### TASK DIRECTIONS
Count the lines in the material below that contain the string "serves", matching case exactly. Reply with the number alone.

### RECORD EXCERPTS
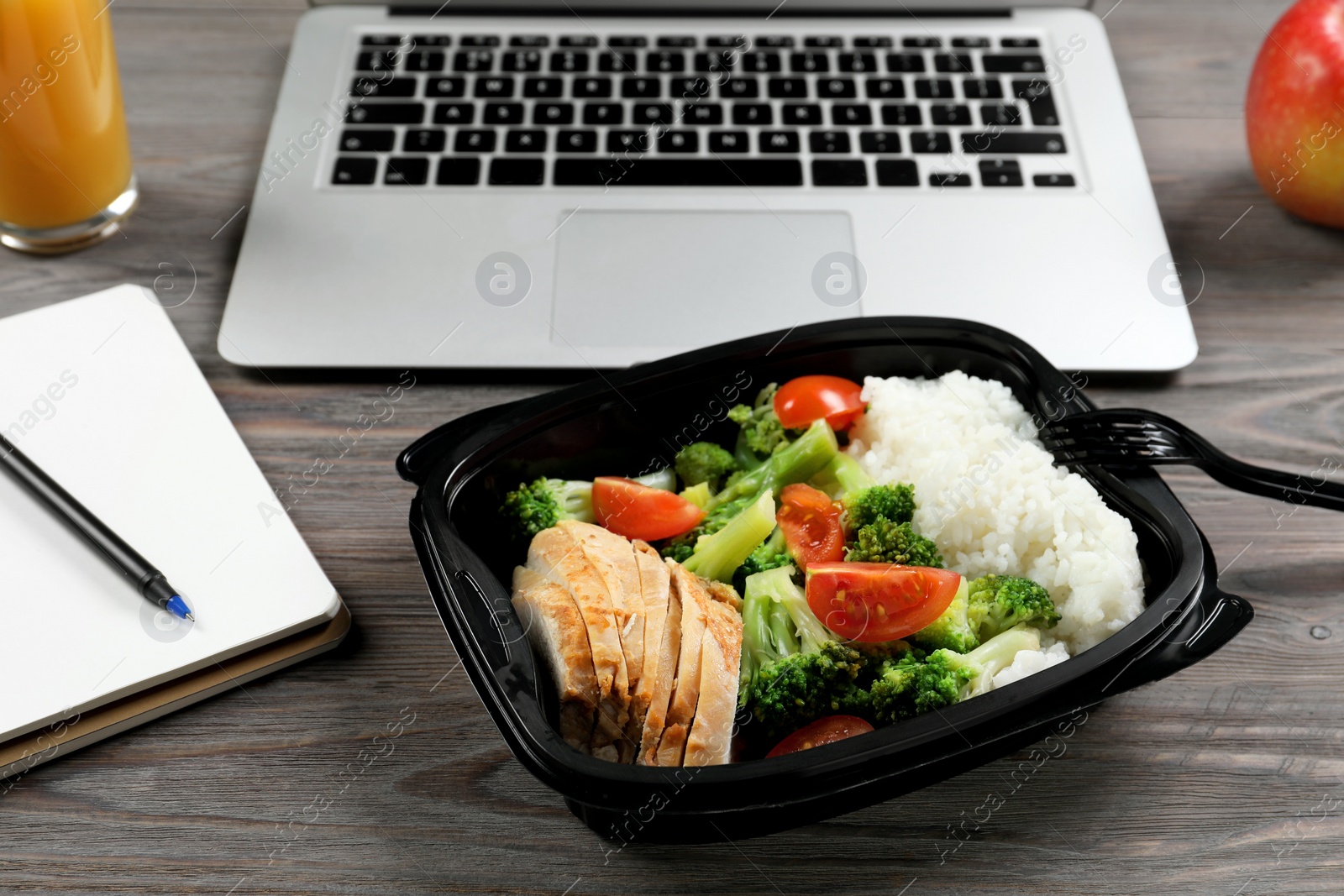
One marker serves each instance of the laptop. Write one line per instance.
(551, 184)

==

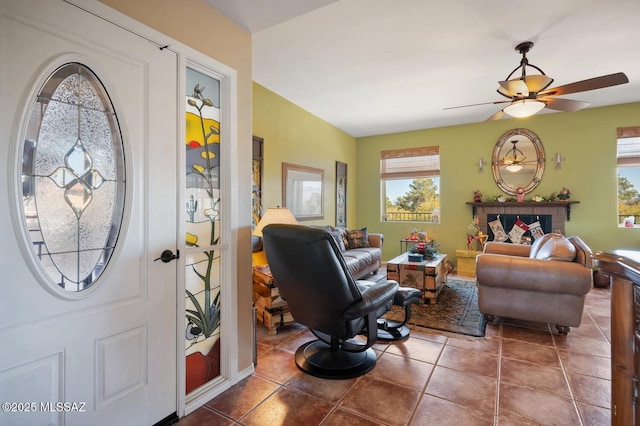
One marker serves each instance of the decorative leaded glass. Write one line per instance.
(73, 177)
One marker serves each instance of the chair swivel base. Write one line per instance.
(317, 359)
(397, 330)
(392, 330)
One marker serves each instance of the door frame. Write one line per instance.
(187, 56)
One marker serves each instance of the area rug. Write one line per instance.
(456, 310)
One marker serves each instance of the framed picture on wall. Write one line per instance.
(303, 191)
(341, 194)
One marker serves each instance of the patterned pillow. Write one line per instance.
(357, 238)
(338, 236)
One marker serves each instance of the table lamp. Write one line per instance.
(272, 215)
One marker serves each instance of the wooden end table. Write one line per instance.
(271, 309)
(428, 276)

### OUTPUT
9